──────── Excerpt to read ────────
Article 28 Use of electronic means of communication: ‛Member States shall ensure that, in procedures concerning restructuring, insolvency and discharge of debt, the parties to the procedure, the practitioner and the judicial or administrative authority are able to perform by use of electronic means of communication, including in cross-border situations, at least the following actions:

(a)

filing of claims;

(b)

submission of restructuring or repayment plans;

(c)

notifications to creditors;

(d)

lodging of challenges and appeals’.

(14)  COM/2020/590 final.

(15)  Explanatory Memorandum to the proposal, page 1.
──────── Recorded data ────────
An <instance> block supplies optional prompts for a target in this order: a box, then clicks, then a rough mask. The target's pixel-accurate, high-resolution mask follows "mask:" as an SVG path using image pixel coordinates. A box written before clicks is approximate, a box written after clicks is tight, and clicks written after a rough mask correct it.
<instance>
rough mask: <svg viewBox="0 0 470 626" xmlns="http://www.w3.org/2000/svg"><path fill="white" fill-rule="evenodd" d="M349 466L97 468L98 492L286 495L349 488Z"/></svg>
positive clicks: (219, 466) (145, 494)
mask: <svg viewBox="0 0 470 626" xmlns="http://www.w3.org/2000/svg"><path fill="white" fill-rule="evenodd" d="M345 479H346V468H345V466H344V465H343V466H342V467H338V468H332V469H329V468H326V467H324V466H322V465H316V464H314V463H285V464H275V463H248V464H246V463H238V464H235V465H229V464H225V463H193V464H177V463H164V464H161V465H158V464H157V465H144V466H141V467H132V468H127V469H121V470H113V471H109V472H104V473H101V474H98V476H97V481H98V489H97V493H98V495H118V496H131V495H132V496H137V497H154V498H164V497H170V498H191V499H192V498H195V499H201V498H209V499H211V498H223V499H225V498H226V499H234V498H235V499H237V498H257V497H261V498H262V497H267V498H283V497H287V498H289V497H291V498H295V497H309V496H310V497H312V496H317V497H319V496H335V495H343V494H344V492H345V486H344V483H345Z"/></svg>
────────
### Assignment A:
In the Article 28 excerpt, what action is listed as item (c)?
### Assignment B:
Please set down the part of the Article 28 excerpt between "submission of restructuring" and "proposal, page 1.", inclusive, word for word.

### Response box A:
Notifications to creditors.

### Response box B:
submission of restructuring or repayment plans;

(c)

notifications to creditors;

(d)

lodging of challenges and appeals’.

(14)  COM/2020/590 final.

(15)  Explanatory Memorandum to the proposal, page 1.